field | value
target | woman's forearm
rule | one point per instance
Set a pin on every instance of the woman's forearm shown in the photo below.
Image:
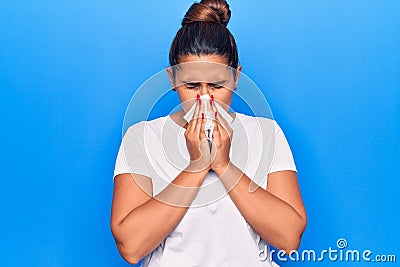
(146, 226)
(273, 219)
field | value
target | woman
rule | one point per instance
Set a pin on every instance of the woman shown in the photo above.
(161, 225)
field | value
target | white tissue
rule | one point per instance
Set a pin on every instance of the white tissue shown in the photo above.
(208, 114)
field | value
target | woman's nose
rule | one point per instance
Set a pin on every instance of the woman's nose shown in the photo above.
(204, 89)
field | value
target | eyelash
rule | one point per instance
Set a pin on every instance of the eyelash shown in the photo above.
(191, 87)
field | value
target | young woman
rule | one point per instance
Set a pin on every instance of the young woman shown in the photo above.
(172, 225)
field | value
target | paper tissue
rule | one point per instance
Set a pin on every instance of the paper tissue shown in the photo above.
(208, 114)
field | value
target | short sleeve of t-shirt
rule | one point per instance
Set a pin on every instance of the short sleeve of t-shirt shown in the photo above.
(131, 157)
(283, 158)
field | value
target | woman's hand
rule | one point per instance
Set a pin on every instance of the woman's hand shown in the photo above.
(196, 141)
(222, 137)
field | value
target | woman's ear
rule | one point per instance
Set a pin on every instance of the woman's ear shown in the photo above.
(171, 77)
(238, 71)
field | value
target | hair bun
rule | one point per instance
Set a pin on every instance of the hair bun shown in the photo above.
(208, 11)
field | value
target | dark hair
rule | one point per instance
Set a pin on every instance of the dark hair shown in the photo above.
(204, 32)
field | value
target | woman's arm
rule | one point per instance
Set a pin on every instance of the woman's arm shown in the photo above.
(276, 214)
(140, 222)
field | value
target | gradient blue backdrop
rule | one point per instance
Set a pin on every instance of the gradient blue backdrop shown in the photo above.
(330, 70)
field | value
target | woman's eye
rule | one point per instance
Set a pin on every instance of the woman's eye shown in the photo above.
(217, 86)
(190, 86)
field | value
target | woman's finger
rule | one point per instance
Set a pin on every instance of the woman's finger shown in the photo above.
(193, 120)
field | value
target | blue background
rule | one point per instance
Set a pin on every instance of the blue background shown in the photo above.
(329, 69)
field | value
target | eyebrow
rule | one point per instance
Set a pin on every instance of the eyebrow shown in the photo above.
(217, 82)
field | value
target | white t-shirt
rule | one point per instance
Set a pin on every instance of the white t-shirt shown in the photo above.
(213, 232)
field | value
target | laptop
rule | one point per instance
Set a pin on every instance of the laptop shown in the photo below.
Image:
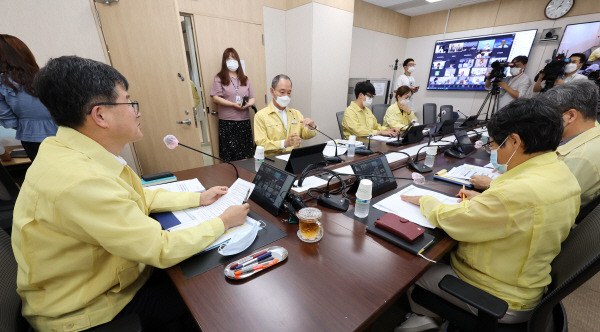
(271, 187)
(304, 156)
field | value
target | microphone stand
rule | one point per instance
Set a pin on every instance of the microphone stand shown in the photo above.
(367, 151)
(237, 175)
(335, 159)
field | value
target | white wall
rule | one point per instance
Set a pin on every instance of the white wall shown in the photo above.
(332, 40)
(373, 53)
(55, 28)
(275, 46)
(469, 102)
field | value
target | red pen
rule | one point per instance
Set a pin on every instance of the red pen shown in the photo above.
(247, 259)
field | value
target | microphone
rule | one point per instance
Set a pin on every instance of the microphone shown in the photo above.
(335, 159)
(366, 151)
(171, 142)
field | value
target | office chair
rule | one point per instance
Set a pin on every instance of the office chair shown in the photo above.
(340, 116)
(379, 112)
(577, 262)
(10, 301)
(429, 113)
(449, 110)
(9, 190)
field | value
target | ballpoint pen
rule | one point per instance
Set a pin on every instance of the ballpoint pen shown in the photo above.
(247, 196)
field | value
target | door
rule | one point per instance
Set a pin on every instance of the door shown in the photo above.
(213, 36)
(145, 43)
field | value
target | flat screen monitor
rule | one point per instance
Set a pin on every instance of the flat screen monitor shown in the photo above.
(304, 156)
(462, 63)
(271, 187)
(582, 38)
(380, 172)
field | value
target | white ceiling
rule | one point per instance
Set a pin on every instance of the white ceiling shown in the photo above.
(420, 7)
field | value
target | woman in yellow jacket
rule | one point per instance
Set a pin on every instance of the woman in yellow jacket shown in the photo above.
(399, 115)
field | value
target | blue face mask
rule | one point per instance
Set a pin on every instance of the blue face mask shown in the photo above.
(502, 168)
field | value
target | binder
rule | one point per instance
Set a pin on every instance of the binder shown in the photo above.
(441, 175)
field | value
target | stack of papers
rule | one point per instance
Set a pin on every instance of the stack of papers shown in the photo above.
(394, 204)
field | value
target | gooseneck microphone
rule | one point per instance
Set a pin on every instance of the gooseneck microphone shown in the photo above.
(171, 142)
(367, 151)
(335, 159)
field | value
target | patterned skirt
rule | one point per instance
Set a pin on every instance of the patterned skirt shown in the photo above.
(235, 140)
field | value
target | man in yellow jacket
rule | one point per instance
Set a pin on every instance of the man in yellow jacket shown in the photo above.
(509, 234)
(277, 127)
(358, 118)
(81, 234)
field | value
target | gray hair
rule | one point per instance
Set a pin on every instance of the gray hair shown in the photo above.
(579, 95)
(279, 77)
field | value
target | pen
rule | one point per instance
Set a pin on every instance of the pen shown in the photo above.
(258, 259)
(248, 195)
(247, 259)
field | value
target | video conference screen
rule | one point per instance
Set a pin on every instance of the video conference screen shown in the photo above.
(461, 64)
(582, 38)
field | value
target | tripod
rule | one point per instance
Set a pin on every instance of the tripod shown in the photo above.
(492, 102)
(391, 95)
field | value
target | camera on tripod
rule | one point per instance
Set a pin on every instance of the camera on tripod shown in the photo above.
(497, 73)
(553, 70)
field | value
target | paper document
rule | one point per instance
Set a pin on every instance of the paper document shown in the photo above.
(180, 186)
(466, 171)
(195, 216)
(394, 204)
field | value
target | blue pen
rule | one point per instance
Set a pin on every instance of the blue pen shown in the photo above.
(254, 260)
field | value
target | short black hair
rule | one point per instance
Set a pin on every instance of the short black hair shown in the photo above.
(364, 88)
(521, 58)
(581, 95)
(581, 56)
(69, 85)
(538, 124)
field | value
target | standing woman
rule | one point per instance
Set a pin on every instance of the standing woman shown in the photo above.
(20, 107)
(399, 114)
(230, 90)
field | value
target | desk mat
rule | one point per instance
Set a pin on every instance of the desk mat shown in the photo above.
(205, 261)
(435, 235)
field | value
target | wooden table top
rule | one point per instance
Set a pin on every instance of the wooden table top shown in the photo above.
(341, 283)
::::
◆ **Work instructions**
State how many of the lines above contain the word "laptop", treating uppercase and lowercase as different. Give only the number.

◆ **Full solution**
2